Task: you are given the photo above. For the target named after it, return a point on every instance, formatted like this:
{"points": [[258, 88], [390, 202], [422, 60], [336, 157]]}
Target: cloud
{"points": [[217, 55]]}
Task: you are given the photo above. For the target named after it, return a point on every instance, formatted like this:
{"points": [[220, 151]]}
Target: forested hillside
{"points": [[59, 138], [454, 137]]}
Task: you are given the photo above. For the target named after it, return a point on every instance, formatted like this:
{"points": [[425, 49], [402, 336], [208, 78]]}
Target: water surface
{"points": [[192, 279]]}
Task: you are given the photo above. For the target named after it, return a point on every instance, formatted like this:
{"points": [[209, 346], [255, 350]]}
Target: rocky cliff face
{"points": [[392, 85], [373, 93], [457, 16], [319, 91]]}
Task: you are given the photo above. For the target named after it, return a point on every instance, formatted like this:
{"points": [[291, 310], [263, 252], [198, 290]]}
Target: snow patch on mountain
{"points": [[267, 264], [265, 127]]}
============
◆ Your objective ◆
All entries should be restated word for word.

◆ Your solution ◆
Task: you are given the photo above. For the target named after it, return a point on every instance, formatted like this:
{"points": [[258, 88], [390, 202], [422, 60], [336, 157]]}
Target: cloud
{"points": [[217, 55]]}
Task: you are given the photo above. For the target named after it, return a point on every instance, formatted like this:
{"points": [[220, 151]]}
Target: forested hillside
{"points": [[59, 138], [454, 137]]}
Task: you are given the photo above. For the target named after it, return a point on every instance, formatted like this:
{"points": [[425, 49], [402, 336], [208, 78]]}
Target: water surface
{"points": [[192, 279]]}
Task: you are given the photo above. For the target named after it, return a point on every instance, formatted like this:
{"points": [[209, 346], [255, 350]]}
Target: rocky cliff face
{"points": [[392, 85], [373, 93], [457, 16], [319, 91]]}
Task: you are given the photo above. For the target named after it, return a point on every instance, formatted like this:
{"points": [[291, 310], [263, 252], [198, 290]]}
Target: snow patch on mountain
{"points": [[267, 264], [265, 127]]}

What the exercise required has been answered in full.